Abgedruckter Text:
##########

Nr. 35 vom 02. September 2000

Bauernblatt für Schleswig-Holstein und Hamburg

Autor Dr. agr. Hans Peter Stamp

Logisch?

Das Autofahren ist in jüngster Zeit auf geradezu dramatische Weise verteuert worden. Politisch steckt dahinter die Absicht, die Menge an Abgasen, Kohlendioxid etc. zu verringern. Vor einigen Jahren waren 2,- DM pro Liter Treibstoff eine Schreckensvision, von der viele hofften, dass sie niemals Wirklichkeit werden würde. Inzwischen haben wir uns an diese Wirklichkeit fast schon gewöhnt. Und, wenn man hört, dass die Autos in Hamburg morgens und abends zur rush-hour im Durchschnitt mit 16 km/h fahren, etwa wie ein normaler Radfahrer, sieht man ein, dass irgend etwas passieren muss. Für den ländlichen Raum steckt darin allerdings eine große Gefahr, denn Ersatzsysteme für das Auto werden dort nicht aufgebaut, sondern abgebaut. Am Ende aller Bemühungen geht dann womöglich wirklich die Zahl der Autos zurück, nur nicht im ländlichen Raum – dort bleiben die erhöhten Kosten.

##########

Datensatz:
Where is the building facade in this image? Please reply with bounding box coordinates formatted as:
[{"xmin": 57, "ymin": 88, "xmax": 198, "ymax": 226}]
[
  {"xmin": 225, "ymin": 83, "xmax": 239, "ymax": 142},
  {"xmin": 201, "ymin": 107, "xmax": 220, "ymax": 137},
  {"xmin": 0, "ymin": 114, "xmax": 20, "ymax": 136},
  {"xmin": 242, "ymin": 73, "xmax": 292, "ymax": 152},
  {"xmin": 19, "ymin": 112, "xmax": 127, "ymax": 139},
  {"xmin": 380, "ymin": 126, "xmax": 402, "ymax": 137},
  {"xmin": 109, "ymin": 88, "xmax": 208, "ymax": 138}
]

##########

Gib aus dem abgedruckten Text die Passage wörtlich wieder, beginnend bei „Das Autofahren ist“ und endend bei „die erhöhten Kosten.“.

Das Autofahren ist in jüngster Zeit auf geradezu dramatische Weise verteuert worden. Politisch steckt dahinter die Absicht, die Menge an Abgasen, Kohlendioxid etc. zu verringern. Vor einigen Jahren waren 2,- DM pro Liter Treibstoff eine Schreckensvision, von der viele hofften, dass sie niemals Wirklichkeit werden würde. Inzwischen haben wir uns an diese Wirklichkeit fast schon gewöhnt. Und, wenn man hört, dass die Autos in Hamburg morgens und abends zur rush-hour im Durchschnitt mit 16 km/h fahren, etwa wie ein normaler Radfahrer, sieht man ein, dass irgend etwas passieren muss. Für den ländlichen Raum steckt darin allerdings eine große Gefahr, denn Ersatzsysteme für das Auto werden dort nicht aufgebaut, sondern abgebaut. Am Ende aller Bemühungen geht dann womöglich wirklich die Zahl der Autos zurück, nur nicht im ländlichen Raum – dort bleiben die erhöhten Kosten.